Task objective: From the opening line of the records through the line bearing "indicate the man's hand, one dot per instance", set down every line exactly.

──────── Dataset excerpts ────────

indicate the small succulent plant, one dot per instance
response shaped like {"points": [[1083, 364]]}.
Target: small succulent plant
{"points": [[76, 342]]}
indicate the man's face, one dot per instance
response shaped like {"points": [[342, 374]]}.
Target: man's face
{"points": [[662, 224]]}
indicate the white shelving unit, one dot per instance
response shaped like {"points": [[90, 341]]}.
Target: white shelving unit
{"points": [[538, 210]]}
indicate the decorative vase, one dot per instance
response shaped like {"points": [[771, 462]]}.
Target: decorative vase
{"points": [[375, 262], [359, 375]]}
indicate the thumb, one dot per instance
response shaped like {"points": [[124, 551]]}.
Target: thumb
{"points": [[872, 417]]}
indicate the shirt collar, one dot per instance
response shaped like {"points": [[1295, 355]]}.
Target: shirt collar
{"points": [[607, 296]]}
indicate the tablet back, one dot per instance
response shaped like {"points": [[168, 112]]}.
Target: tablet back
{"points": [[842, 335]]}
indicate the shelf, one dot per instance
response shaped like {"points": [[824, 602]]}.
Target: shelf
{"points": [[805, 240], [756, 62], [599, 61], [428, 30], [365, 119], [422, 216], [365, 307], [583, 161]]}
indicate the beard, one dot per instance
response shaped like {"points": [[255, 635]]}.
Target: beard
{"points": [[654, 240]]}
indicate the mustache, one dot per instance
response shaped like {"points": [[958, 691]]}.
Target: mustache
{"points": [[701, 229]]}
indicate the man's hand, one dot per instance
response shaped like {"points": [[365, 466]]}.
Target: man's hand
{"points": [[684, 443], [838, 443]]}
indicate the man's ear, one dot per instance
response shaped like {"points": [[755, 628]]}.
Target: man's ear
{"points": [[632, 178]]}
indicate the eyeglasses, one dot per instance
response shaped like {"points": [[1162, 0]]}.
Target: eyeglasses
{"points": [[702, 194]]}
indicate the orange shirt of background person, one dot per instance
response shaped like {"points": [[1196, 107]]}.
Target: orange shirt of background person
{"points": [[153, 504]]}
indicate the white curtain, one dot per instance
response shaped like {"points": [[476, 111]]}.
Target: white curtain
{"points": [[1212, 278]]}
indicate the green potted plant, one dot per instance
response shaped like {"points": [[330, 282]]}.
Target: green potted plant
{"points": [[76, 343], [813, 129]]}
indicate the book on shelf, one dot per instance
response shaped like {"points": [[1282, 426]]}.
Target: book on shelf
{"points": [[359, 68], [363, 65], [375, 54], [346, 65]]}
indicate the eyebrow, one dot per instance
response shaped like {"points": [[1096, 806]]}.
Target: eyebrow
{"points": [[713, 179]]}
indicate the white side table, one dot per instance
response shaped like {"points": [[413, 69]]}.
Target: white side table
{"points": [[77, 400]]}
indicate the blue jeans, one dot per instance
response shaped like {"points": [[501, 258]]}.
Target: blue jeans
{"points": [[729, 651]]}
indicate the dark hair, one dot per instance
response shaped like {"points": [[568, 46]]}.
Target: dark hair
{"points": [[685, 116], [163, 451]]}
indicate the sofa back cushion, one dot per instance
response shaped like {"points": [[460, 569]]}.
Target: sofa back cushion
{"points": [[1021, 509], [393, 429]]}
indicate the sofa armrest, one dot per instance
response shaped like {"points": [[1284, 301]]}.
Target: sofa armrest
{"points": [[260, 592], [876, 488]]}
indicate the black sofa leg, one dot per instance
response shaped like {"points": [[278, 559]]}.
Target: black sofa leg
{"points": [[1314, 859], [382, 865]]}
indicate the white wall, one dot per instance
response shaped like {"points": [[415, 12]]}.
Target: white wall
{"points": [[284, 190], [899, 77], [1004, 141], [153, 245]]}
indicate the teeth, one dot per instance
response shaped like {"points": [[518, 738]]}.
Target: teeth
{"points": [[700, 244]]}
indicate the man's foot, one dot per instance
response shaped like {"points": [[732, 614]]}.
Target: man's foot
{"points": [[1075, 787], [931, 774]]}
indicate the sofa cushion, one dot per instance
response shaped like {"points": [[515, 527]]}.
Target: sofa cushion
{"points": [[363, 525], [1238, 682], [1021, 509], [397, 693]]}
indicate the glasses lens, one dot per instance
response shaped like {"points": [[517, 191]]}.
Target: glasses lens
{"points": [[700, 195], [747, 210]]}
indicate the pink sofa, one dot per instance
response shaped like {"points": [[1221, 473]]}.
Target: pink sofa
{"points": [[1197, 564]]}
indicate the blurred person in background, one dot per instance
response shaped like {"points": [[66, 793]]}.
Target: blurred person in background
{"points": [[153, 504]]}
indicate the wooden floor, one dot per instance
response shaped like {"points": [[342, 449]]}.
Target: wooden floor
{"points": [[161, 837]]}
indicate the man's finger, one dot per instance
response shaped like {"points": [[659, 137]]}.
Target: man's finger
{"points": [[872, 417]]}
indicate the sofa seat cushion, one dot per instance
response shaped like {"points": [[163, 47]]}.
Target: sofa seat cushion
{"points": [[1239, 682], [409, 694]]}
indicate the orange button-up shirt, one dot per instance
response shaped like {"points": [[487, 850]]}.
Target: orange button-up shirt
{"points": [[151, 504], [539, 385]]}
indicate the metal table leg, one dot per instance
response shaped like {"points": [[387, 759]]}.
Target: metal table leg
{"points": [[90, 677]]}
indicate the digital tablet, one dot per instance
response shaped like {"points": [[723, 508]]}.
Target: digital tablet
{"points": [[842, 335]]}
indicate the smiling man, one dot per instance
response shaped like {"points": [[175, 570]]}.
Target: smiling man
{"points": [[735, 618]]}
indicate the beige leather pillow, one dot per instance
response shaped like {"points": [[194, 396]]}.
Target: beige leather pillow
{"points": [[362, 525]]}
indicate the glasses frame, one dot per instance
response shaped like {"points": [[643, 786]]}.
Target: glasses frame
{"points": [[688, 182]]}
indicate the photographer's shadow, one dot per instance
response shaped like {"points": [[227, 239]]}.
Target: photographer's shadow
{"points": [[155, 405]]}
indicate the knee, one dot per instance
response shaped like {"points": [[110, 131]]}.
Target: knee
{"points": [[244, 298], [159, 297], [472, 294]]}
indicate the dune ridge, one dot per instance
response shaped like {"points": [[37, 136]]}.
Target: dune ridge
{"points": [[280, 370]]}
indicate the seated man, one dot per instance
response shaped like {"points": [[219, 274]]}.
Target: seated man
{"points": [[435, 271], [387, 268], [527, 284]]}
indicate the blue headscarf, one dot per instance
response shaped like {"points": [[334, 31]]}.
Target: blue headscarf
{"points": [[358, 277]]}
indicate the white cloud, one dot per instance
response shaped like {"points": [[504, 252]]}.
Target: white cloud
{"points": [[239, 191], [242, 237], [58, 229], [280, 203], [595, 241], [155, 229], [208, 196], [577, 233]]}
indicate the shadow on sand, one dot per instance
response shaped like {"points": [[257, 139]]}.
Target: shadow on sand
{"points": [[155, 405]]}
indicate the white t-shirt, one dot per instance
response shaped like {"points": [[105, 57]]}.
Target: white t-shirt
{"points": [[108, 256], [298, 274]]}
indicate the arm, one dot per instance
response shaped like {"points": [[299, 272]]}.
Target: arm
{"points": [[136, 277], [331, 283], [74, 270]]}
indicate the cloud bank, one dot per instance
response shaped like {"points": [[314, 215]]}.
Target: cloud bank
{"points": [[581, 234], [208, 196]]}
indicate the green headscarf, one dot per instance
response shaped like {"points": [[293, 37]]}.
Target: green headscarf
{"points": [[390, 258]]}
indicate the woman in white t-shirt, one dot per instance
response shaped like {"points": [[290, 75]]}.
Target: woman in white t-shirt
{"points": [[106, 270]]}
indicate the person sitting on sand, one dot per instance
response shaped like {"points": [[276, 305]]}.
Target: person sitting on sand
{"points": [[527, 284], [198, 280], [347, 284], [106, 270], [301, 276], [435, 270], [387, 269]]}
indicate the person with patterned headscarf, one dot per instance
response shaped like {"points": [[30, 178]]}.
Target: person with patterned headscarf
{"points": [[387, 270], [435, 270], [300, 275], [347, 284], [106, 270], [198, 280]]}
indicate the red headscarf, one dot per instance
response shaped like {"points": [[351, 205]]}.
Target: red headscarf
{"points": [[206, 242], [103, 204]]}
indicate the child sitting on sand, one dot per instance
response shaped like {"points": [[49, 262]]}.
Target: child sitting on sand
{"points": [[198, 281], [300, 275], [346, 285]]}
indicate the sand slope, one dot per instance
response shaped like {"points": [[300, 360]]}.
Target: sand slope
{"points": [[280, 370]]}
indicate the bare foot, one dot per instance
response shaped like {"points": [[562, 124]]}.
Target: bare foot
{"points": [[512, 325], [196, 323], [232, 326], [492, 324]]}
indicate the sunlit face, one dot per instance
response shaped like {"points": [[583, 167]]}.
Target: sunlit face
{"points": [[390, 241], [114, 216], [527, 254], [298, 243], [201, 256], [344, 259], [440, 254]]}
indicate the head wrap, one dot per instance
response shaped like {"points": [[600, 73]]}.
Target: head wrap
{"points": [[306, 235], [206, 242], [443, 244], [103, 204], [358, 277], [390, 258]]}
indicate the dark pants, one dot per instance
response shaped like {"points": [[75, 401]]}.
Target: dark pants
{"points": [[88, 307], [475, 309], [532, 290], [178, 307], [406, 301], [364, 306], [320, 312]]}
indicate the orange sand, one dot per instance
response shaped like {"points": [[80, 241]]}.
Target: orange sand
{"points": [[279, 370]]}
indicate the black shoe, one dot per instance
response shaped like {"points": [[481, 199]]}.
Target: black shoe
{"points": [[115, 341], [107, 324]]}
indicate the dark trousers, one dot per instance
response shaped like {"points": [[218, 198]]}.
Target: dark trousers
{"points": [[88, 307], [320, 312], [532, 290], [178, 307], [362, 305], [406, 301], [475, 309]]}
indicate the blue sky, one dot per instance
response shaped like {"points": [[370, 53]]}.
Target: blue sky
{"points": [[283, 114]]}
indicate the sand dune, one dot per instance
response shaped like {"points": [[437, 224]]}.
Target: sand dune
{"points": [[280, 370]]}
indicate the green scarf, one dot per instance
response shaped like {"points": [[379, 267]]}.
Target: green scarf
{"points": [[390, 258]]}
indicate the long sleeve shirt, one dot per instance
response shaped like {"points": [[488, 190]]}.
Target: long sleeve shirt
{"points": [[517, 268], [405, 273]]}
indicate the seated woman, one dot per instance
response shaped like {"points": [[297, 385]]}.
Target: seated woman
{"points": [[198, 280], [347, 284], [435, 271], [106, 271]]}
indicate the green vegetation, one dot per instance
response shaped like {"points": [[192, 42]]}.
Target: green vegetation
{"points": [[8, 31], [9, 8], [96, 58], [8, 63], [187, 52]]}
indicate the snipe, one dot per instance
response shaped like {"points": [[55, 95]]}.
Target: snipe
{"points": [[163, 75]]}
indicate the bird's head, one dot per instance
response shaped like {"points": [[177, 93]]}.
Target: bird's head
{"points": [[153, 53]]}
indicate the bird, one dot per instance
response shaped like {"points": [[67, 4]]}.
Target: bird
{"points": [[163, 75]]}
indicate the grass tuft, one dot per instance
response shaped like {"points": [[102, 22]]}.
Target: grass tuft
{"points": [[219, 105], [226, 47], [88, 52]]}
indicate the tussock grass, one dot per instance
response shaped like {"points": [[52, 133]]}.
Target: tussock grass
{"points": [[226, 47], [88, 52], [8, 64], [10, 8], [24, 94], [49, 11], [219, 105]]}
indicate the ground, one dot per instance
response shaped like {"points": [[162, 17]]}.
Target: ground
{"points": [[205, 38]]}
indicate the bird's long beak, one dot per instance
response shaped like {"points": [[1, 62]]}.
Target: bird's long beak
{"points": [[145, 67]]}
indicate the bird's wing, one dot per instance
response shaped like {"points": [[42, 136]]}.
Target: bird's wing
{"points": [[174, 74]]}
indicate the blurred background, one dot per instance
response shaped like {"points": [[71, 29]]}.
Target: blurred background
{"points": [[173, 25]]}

────────

Response box:
indicate the small succulent plant, one dot per instance
response shaped like {"points": [[1083, 364]]}.
Target: small succulent plant
{"points": [[76, 342]]}
indicate the man's face, one dot per instance
response shaped like {"points": [[342, 374]]}.
Target: man's face
{"points": [[662, 224]]}
indicate the white shelving unit, one dot per instance
response shaped like {"points": [[90, 341]]}.
Target: white shelving unit
{"points": [[538, 210]]}
indicate the decorative vase, one dot per instance
response shaped like {"points": [[771, 462]]}.
Target: decorative vase
{"points": [[375, 262], [359, 375]]}
indicate the thumb, one dot per instance
response shaped like {"points": [[124, 551]]}.
Target: thumb
{"points": [[872, 417]]}
indicate the shirt collar, one dot per instance
response shaped like {"points": [[1295, 355]]}.
Target: shirt collar
{"points": [[607, 296]]}
indicate the tablet back, one dot per instance
response shaped like {"points": [[168, 112]]}.
Target: tablet back
{"points": [[842, 335]]}
indicate the shelf, one dot per instance
response shaped like {"points": [[824, 602]]}.
Target: shelf
{"points": [[805, 240], [756, 62], [599, 61], [428, 30], [365, 119], [422, 216], [365, 307], [583, 161]]}
indicate the beard, one dot per instance
response shaped like {"points": [[255, 635]]}.
Target: beard
{"points": [[654, 240]]}
indicate the mustache, one dot per instance
response shaped like {"points": [[958, 691]]}.
Target: mustache
{"points": [[701, 229]]}
indicate the man's hand, one dot per instance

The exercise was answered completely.